● ARTICLE
--------------------------------------------------

U.S. Pat. No. 3,379,439, issued Apr. 23, 1968 to Sorenson et al., is entitled "SIDE HORSE TRAINING DEVICE." The patent teaches a training device comprising a gymnastic "side horse" device and a load-bearing frame suspended above the side horse from cables attached to a ceiling of a room. The frame is movable on the cables. A body harness is attached to, and movable on, the frame. In use, a person is attached to the body harness to facilitate more efficacious use of the side horse.

U.S. Pat. No. 4,607,724, issued Aug. 26, 1986 to Hillberg, is entitled "SAFETY APPARATUS FOR ROOFERS." The patent teaches a safety apparatus comprising a boom pivotally connected to a rotatable stanchion. The stanchion is supported on a roof by an adjustable saddle. A tether is slidably attached at one end to the boom and at the other end to a worker's safety belt or body harness.

U.S. Pat. No. 4,699,245, issued Oct. 13, 1987 to Benedet, is entitled "SAFETY DEVICE FOR WORKING AT GREAT HEIGHTS." The patent teaches a safety device comprising a fixed stanchion and a cable spooling out from it, with a traveler slidable along the cable. The cable attaches to a worker's safety belt or body harness at the end opposite the fixed stanchion.

U.S. Pat. No. 5,143,170, issued Sep. 1, 1992 to Hunt et al., is entitled "SAFETY DEVICE FOR ROOF WORK." The patent teaches a safety device comprising two spaced pairs of mating interlocking sleeper bars positionable over the cap or peak of a roof, straddling the roof. A pair of connecting bars or rods extends between the pair of spaced sleeper bars. The sleeper bars and the connector bars therefore lie flat against the roof. A cable is slidably attached at one end to one of the connector bar and at the other end is connectable to a worker's safety belt or body harness.

--------------------------------------------------

● GIVEN REQUEST 1
Using the patent summaries, say whether each statement agrees with the text. Answer yes or no, and quote the words that decide it.
(a) In the Hillberg patent, an adjustable saddle supports the stanchion on a roof.
(b) In the Sorenson patent, the frame is fixed in place on the cables.
(c) The Benedet patent was issued in 1992.
● GIVEN REQUEST 2
Answer these questions from the patent summaries:
(a) What is the title of the patent issued to Hunt et al.?
(b) What holds up the load-bearing frame in the Sorenson patent?
(c) What slides along the cable in the Benedet patent?
● GIVEN REQUEST 3
Rewrite the part of the patent summaries between "U.S. Pat. No. 4,607,724, issued" and "end to a worker's safety belt or body harness.", inclusive, with "stanchion" changed to "post".
The data after this point plays no part in this work.

● DATA LINES
--------------------------------------------------

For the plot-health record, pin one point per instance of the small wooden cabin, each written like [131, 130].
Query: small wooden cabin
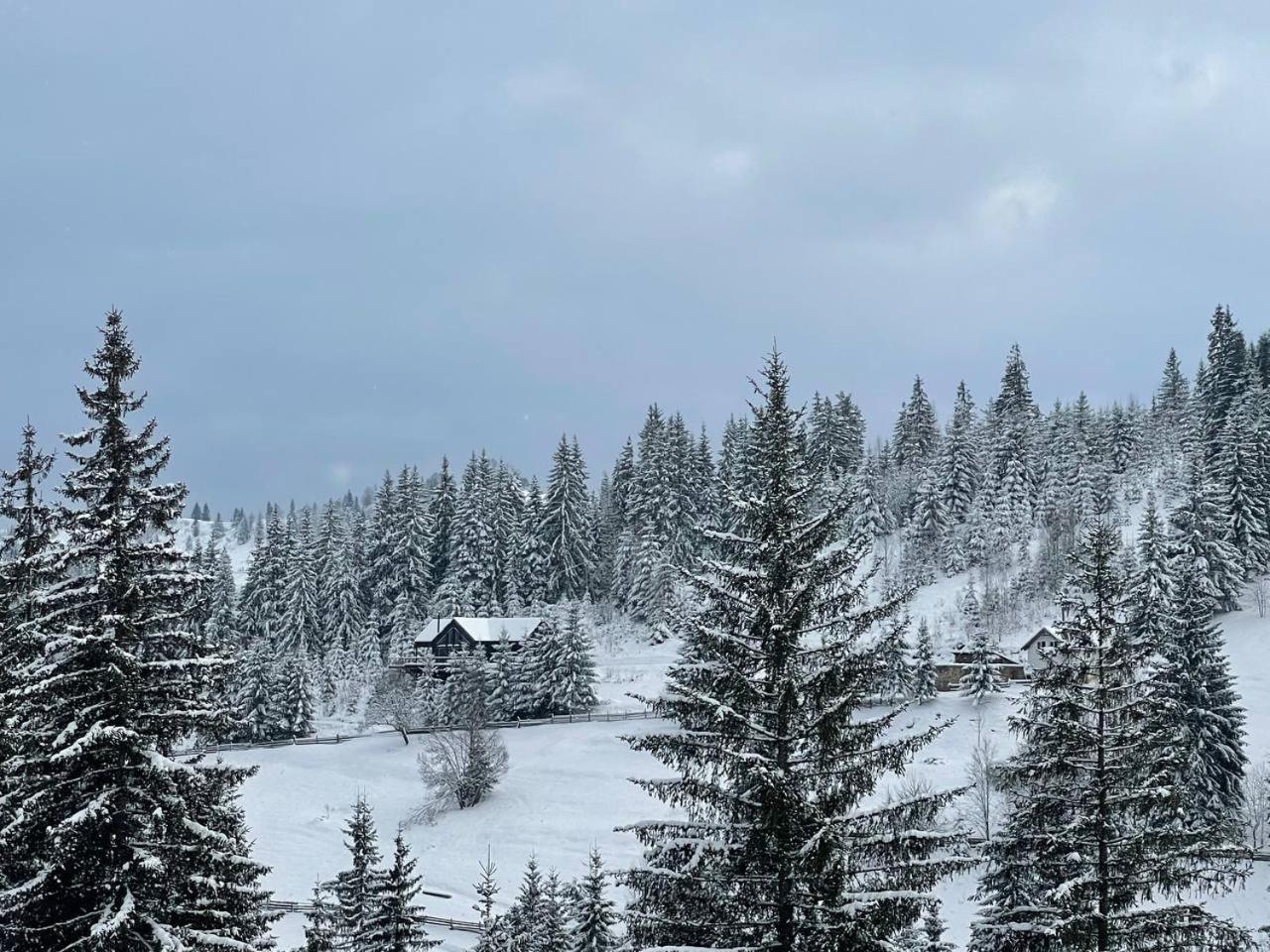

--------------------------------------------------

● WRITTEN RESPONSE 1
(a) Yes: "The stanchion is supported on a roof by an adjustable saddle."
(b) No: "The frame is movable on the cables."
(c) No: "issued Oct. 13, 1987 to Benedet"

● WRITTEN RESPONSE 2
(a) "SAFETY DEVICE FOR ROOF WORK."
(b) Cables attached to a ceiling of a room hold it up.
(c) A traveler slides along the cable.

● WRITTEN RESPONSE 3
U.S. Pat. No. 4,607,724, issued Aug. 26, 1986 to Hillberg, is entitled "SAFETY APPARATUS FOR ROOFERS." The patent teaches a safety apparatus comprising a boom pivotally connected to a rotatable post. The post is supported on a roof by an adjustable saddle. A tether is slidably attached at one end to the boom and at the other end to a worker's safety belt or body harness.